→ **TASK INSTRUCTIONS**
Please reproduce the data below with every "instance" replaced by "occurrence", keeping everything else the same.

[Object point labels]
===============

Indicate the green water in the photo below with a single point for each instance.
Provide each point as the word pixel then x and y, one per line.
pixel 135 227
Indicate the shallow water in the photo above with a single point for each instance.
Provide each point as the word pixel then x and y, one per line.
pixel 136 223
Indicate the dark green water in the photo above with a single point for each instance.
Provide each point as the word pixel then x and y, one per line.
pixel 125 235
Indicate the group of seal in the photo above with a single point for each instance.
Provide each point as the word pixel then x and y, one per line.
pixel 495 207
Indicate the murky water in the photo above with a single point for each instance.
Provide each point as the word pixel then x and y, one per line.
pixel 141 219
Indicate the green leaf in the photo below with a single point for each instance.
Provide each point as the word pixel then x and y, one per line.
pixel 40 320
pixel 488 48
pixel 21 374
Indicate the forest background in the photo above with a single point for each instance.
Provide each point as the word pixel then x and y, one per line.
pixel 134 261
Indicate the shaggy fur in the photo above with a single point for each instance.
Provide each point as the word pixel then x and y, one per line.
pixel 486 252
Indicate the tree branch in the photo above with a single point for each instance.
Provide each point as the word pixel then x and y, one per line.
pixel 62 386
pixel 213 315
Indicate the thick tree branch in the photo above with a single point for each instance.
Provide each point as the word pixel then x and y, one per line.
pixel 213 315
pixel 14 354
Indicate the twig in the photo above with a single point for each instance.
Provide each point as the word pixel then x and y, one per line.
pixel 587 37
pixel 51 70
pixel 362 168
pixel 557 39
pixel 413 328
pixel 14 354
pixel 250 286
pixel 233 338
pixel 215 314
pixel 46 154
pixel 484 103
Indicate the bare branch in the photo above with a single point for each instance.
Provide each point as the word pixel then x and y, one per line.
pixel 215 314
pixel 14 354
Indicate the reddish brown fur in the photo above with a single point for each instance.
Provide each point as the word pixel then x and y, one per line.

===============

→ **RESPONSE**
Indicate the green water in the photo below with a single point for each occurrence.
Provide each point as the word pixel then x and y, one per line.
pixel 135 227
Indicate the shallow water in the photo above with a single point for each occurrence.
Provide each point as the word pixel then x and y, one per line.
pixel 136 223
Indicate the dark green water in the photo above with a single point for each occurrence.
Provide each point as the word pixel then x and y, one per line.
pixel 125 235
Indicate the group of seal in the photo above with a single point for each occurrence.
Provide each point as the word pixel then x and y, one per line.
pixel 495 207
Indicate the murky water in the photo above with a single point for each occurrence.
Provide each point as the word pixel then x and y, one per line.
pixel 141 219
Indicate the green leaf in the photo below with a single point for each occurrence.
Provide each point as the word pixel then x and y, one per line.
pixel 40 320
pixel 488 48
pixel 21 374
Indicate the forest background in the photo above with a single point for each occurrence.
Provide each point as the word pixel then x and y, one per line.
pixel 134 261
Indicate the shaggy fur in the photo above with a single point for each occurrence.
Provide each point as the word pixel then x and y, one per line.
pixel 486 252
Indicate the tree branch in the photo above with a single point for each occurrence.
Provide each point as the word pixel then x and y, one per line.
pixel 62 386
pixel 213 315
Indicate the thick tree branch in the photo above with a single point for each occurrence.
Provide each point as the word pixel then x and y, one per line.
pixel 213 315
pixel 14 354
Indicate the twig in the photo above with a single point for each occurrence.
Provide each point as the word pixel then x and y, one per line.
pixel 587 37
pixel 51 70
pixel 362 168
pixel 557 39
pixel 413 328
pixel 14 354
pixel 250 286
pixel 233 338
pixel 215 314
pixel 46 154
pixel 484 103
Indicate the bare branch in the photo above with a single point for each occurrence.
Provide each point as the word pixel then x and y, one per line.
pixel 215 314
pixel 14 354
Indicate the reddish brown fur in the photo above with a single point for each occurrence.
Provide each point as the word pixel then x and y, one per line.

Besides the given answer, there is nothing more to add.